Вред любви очевиден - Татьяна Москвина
Шрифт:
Интервал:
Ведь для нас, простых работников земли, лучшее чтение – словари, энциклопедии и справочники, а лучшее кино – рассказы Национального географического общества.
Говорят и пишут, что Америка – символ меркантильности и корысти, заповедник голого чистогана.
Не может этого быть. В Америке люди играют в денежки, по крайней мере, четыре века. Они уже успокоились, попривыкли и даже стали иногда вращать глазами кругом: интересно, а нет ли ещё чего-нибудь на беленьком свете, кроме денег?
С ума сходят от денег только там, где нажива в новинку, корысть в диковинку. В странах, пошедших когда-то на большой эксперимент по вытравлению из общества всего обыкновенно-человеческого. Так, любые жизненные ценности, попадая в Россию, становятся в нашем страстном энергетическом поле сверхценностями. У нас не деньги, а ДЕНЬГИ. Не прибыль, а ПРИБЫЛЬ. Как-то огромно всё, ненормально. Вот – судите сами.

# Набор заданий
(a) Определите, согласуются ли с фрагментом о деньгах утверждения ниже, и для каждого ответьте «да» или «нет», приведя точную цитату, которая это решает. (i) В Америке люди играют в деньги не меньше четырёх веков. (ii) С ума от денег сходят прежде всего там, где нажива давно привычна. (iii) Для простых работников земли лучшее кино – рассказы Национального географического общества.
(b) Продолжите фрагмент о деньгах, начав сразу после его последней фразы.

# Исходные данные
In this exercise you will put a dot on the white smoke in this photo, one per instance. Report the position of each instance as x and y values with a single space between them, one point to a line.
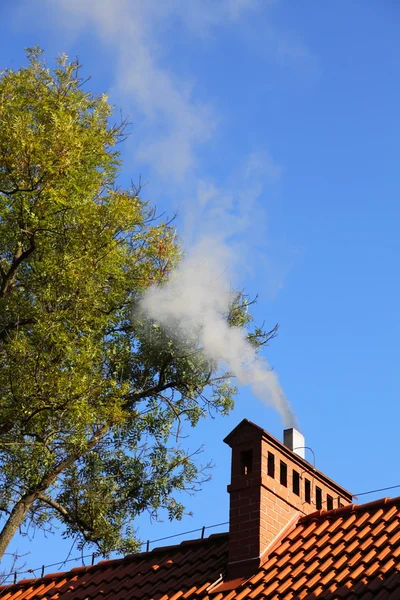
194 302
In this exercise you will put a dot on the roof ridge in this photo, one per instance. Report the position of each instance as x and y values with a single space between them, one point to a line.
114 562
349 508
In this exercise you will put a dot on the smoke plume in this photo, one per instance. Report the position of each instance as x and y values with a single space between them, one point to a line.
194 302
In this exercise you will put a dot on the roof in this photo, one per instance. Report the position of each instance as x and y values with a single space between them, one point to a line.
347 553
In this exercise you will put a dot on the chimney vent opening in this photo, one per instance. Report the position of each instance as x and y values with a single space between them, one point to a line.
271 465
307 491
294 440
246 459
318 498
296 483
283 474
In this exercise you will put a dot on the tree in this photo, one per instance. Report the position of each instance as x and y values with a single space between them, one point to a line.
91 393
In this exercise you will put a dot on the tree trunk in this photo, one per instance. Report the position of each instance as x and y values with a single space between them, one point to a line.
14 521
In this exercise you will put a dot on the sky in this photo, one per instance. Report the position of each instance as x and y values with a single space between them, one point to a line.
272 127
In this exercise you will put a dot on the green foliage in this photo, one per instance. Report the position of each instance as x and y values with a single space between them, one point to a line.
92 396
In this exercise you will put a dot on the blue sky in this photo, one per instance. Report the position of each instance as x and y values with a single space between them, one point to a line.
277 124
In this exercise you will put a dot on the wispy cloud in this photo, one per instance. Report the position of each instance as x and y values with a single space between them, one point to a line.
176 123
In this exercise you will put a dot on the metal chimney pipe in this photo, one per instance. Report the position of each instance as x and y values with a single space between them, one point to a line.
294 440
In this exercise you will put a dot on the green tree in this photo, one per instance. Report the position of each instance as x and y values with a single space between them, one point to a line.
91 394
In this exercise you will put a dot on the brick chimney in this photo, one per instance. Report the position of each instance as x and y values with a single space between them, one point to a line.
270 485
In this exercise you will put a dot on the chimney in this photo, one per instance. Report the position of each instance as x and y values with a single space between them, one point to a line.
271 483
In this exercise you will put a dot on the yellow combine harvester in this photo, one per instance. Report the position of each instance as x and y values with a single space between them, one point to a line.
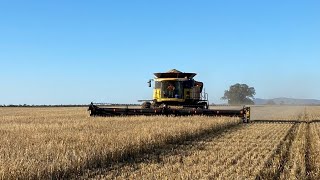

# Письменные ответы
(a)
(i) Да: «В Америке люди играют в денежки, по крайней мере, четыре века».
(ii) Нет: «С ума сходят от денег только там, где нажива в новинку, корысть в диковинку».
(iii) Да: «а лучшее кино – рассказы Национального географического общества».

(b)
Например, одна женщина любит морковный сок. Килограмм моркови стоит 10–15 рублей. Если женщина имеет дома соковыжималку, то стакан сока обойдётся ей в 5–7 рублей. За пределами же дома начнутся дела нешуточные. Тот же стакан сока, выжатый на рынке, обойдётся лакомке в 40 рублей. Конечно, в стоимость уже входит износ оборудования, амортизация сокодавящей девушки, а также пожарная команда, санитарная инспекция и охранное предприятие «Илья Муромец интернешнл» данного района. Но всё равно – многонько. Всё-таки в восемь раз выше себестоимости! Соки пьются ходко, соковыжималка, девушка и прочее окупаются дня за три, дальше идёт чистая прибыль. Она нереально и ни с чем несообразно высока, измеряется в сотнях процентов. А это только первая ступень накрутки.
Дальше – больше. В вегетарианской столовой кафе «Троицкий мост» стакан морковного сока утянет из кармана нашей героини 54 рубля. В кафе средней руки – 60 рублей. В ресторане же цифры потеряют всякие здравые очертания: так, ресторан «Русский китч» за стакан морковного сока спросит с несчастной 180 рубликов, то есть более шести долларов. Себестоимость будет накручена где-то в двадцать пять раз.
Разве это нормально? Нет, это ненормально.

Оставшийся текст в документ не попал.